-- START OF RECORDS --

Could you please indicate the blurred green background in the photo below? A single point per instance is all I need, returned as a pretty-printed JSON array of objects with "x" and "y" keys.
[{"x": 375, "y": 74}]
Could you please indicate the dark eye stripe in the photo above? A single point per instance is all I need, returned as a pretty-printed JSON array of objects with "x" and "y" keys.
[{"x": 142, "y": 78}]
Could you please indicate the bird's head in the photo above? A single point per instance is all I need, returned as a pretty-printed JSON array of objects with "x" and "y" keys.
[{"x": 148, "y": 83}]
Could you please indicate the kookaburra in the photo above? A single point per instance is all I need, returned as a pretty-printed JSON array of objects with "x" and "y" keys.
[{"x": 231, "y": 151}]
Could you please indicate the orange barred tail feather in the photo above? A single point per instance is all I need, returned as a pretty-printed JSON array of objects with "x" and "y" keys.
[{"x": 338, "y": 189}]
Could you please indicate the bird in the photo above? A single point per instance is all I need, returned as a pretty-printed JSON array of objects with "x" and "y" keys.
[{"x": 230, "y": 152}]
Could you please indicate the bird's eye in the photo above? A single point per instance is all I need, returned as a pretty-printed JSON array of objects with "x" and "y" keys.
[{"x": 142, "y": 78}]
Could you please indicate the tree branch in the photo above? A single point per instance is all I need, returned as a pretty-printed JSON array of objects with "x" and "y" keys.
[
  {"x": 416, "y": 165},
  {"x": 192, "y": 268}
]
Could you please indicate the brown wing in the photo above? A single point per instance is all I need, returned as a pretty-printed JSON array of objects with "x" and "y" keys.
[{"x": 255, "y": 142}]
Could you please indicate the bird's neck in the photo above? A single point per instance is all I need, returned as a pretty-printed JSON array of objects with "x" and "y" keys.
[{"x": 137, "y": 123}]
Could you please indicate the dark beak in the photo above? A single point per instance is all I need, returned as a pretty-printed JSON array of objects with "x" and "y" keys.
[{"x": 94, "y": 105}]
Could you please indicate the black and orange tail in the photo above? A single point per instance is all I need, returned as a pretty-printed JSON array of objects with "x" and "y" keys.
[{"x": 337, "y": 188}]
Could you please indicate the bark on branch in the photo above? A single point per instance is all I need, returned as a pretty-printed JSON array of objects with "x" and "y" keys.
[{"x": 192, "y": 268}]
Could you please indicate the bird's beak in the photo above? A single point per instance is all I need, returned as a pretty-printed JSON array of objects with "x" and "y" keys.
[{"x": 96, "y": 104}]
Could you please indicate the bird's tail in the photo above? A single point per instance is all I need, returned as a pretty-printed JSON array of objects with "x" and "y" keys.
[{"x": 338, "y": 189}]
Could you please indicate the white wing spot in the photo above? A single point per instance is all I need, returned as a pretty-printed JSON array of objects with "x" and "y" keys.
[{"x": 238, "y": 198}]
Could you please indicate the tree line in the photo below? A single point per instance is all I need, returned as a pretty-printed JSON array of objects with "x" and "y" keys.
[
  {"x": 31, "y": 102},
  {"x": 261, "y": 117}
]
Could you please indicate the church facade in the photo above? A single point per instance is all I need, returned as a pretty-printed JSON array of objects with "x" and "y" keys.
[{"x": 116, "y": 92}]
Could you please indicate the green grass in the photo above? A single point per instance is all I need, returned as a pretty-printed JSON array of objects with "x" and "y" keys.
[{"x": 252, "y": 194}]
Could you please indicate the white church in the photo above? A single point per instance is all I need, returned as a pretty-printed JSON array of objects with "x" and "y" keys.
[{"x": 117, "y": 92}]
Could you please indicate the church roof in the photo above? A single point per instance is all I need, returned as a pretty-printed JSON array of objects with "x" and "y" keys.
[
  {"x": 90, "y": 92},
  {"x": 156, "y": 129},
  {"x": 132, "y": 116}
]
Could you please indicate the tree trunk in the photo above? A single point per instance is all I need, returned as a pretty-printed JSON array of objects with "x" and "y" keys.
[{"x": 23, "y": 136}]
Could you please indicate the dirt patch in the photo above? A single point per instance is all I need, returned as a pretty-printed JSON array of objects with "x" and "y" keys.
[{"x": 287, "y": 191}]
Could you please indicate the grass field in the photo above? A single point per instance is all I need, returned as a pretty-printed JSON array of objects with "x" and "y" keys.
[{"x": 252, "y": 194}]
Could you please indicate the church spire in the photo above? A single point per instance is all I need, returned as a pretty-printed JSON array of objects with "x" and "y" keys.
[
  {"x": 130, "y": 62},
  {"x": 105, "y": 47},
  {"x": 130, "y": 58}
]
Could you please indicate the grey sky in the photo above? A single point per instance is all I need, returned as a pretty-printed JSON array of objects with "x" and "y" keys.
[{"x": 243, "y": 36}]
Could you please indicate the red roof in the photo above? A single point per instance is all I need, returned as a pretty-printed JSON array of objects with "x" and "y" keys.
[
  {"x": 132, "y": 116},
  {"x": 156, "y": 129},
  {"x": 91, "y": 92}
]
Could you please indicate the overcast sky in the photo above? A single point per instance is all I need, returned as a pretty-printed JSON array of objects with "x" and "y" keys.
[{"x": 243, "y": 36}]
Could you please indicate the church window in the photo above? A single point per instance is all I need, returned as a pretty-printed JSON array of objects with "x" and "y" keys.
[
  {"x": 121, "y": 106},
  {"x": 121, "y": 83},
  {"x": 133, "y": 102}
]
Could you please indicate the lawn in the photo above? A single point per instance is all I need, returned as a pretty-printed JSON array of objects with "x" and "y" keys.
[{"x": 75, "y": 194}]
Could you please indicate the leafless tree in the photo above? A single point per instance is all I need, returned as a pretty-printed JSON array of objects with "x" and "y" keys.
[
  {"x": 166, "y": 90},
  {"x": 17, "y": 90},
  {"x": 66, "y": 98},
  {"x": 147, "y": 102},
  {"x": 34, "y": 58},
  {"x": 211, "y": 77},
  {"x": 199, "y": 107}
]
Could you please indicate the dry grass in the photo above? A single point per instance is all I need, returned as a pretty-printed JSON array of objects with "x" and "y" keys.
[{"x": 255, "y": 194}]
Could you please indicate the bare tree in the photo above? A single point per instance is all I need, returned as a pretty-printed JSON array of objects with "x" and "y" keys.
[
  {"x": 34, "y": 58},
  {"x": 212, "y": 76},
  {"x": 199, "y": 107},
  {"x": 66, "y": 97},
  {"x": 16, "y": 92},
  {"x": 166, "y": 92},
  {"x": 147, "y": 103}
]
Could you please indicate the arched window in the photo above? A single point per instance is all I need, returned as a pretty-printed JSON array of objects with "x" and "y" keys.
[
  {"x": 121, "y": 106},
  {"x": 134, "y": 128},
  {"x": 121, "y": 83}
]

-- END OF RECORDS --

- **REQUEST**:
Using the listing above, please repeat every entry exactly.

- **OUTPUT OF THE TASK**:
Could you please indicate the blurred green background in the photo below? A single point per instance is all I need, returned as a pretty-printed JSON array of objects with "x" and "y" keys.
[{"x": 375, "y": 74}]
Could you please indicate the dark eye stripe in the photo above? A single point per instance is all I need, returned as a pretty-printed JSON array of objects with "x" and "y" keys.
[{"x": 142, "y": 78}]
Could you please indicate the bird's head in the photo above? A single point per instance is all I need, returned as a pretty-printed JSON array of objects with "x" and "y" keys.
[{"x": 148, "y": 83}]
Could you please indicate the kookaburra in the photo above? A single point per instance is all I need, returned as a pretty-printed JSON array of objects with "x" and "y" keys.
[{"x": 231, "y": 151}]
Could you please indicate the orange barred tail feather in the photo above? A single point per instance is all I need, returned as a pretty-printed JSON array of objects with "x" and "y" keys.
[{"x": 338, "y": 189}]
Could you please indicate the bird in the photo above? A single point per instance is all I need, returned as a pretty-printed JSON array of objects with "x" and "y" keys.
[{"x": 230, "y": 152}]
Could you please indicate the bird's eye in the photo above? A single point per instance is all I need, returned as a pretty-printed JSON array of objects with "x" and "y" keys.
[{"x": 142, "y": 78}]
Could you please indicate the tree branch in the photo above? A single point per instance is all I need, returned as a pretty-printed JSON array of objects with "x" and "y" keys.
[
  {"x": 416, "y": 165},
  {"x": 192, "y": 268}
]
Could you please indicate the brown wing in the photo above? A single point per instance is all I need, returned as a pretty-printed JSON array of objects with "x" and "y" keys.
[{"x": 255, "y": 142}]
Could you please indicate the bird's neck in the photo above? A single point per instance is all I need, returned as a pretty-printed JSON array of objects with "x" and "y" keys.
[{"x": 137, "y": 123}]
Could you please indicate the dark beak in the photo above? A single point per instance is all I need, returned as a pretty-printed JSON array of objects with "x" and "y" keys.
[{"x": 94, "y": 105}]
Could you please indicate the black and orange tail in the photo above? A single point per instance is all I need, returned as a pretty-printed JSON array of objects with "x" and "y" keys.
[{"x": 337, "y": 188}]
Could you please indicate the bark on branch in the photo above? A single point per instance is all I need, returned as a pretty-printed JSON array of objects with "x" and "y" keys.
[{"x": 192, "y": 268}]
Could you please indicate the bird's beak in the photo above? A single point per instance is all I need, returned as a pretty-printed JSON array of objects with "x" and "y" keys.
[{"x": 96, "y": 104}]
Could you please indicate the bird's tail in the photo above? A single point per instance is all I need, returned as a pretty-printed JSON array of objects with "x" and "y" keys.
[{"x": 338, "y": 189}]
Could you please indicate the white wing spot in the photo above? A single point per instance is all I need, returned as a pretty-printed JSON array of objects with "x" and "y" keys.
[{"x": 238, "y": 198}]
Could you please indicate the tree line in the photo below? A single point per instance is all I need, returned as a pretty-printed JSON array of objects with "x" and "y" keys.
[
  {"x": 31, "y": 102},
  {"x": 261, "y": 117}
]
Could you please indicate the church facade in the photo above? A single point per instance is all I need, returned as a pretty-printed JSON array of objects with "x" and "y" keys.
[{"x": 116, "y": 92}]
Could you please indicate the green grass in the photo above? A single point per instance is all I need, returned as a pretty-printed JSON array of objects with "x" and "y" keys.
[{"x": 252, "y": 194}]
Could you please indicate the white church in the photo above? A single point per instance is all I need, returned as a pretty-printed JSON array of objects with "x" and "y" keys.
[{"x": 117, "y": 92}]
Could you please indicate the church roof in the photo above? A single point per instance is all I need, returned as a pretty-printed JSON array of objects with "x" and "y" keys.
[
  {"x": 90, "y": 92},
  {"x": 156, "y": 129},
  {"x": 132, "y": 116}
]
Could you please indicate the tree trunk in the photo above? A single point per instance is all I need, returned as a pretty-printed JSON array of objects with "x" and "y" keys.
[{"x": 23, "y": 136}]
Could you please indicate the dirt patch in the photo above? A single point per instance is all I need, returned as a pretty-printed JSON array of objects with "x" and "y" keys.
[{"x": 287, "y": 191}]
Could you please indicate the grass field in the photo above? A single point per instance is all I need, returned as a pretty-printed JSON array of objects with "x" and "y" keys.
[{"x": 252, "y": 194}]
Could you please indicate the church spire in the photo above? A single point per instance is all I need, returned as a pretty-printed JSON array of objects with "x" and "y" keys.
[
  {"x": 130, "y": 62},
  {"x": 105, "y": 47},
  {"x": 130, "y": 58}
]
Could you please indicate the grey sky in the photo above? A single point per instance is all I need, returned as a pretty-printed JSON array of objects with "x" and "y" keys.
[{"x": 243, "y": 36}]
Could you please indicate the red roof in the photo above? A single point per instance is all I need, returned as a pretty-printed JSON array of objects with "x" and "y" keys.
[
  {"x": 132, "y": 116},
  {"x": 156, "y": 129},
  {"x": 91, "y": 92}
]
Could you please indicate the overcast sky in the photo above? A single point per instance is all I need, returned as a pretty-printed JSON array of objects with "x" and "y" keys.
[{"x": 243, "y": 36}]
Could you please indicate the church window in the photo above? A single point per instance is all I need, returned as a pretty-printed JSON array of objects with "x" and "y" keys.
[
  {"x": 121, "y": 106},
  {"x": 121, "y": 83},
  {"x": 133, "y": 102}
]
Could you please indicate the lawn in the photo above? A single point per instance is all I need, returned as a pretty-printed JSON array of objects with "x" and "y" keys.
[{"x": 75, "y": 194}]
Could you please indicate the leafless tree in the photo above? A single point per instance is all I need, returned as a pretty-printed JSON array of objects with "x" and "y" keys.
[
  {"x": 166, "y": 90},
  {"x": 17, "y": 90},
  {"x": 66, "y": 98},
  {"x": 147, "y": 102},
  {"x": 34, "y": 58},
  {"x": 211, "y": 77},
  {"x": 199, "y": 107}
]
Could you please indicate the dry grass in the photo above? A single point per instance is all I need, returned as a pretty-printed JSON array of objects with "x" and "y" keys.
[{"x": 255, "y": 194}]
Could you please indicate the bare tree in the photo above? A single point per instance is all I need, returned as a pretty-printed JSON array of objects with "x" and "y" keys.
[
  {"x": 34, "y": 58},
  {"x": 212, "y": 76},
  {"x": 199, "y": 107},
  {"x": 66, "y": 97},
  {"x": 16, "y": 92},
  {"x": 166, "y": 92},
  {"x": 147, "y": 103}
]
Could you please indicate the arched window in the photo above? A single point per instance is all I need, returned as a pretty-printed JSON array of objects with "x" and "y" keys.
[
  {"x": 121, "y": 106},
  {"x": 134, "y": 128},
  {"x": 121, "y": 83}
]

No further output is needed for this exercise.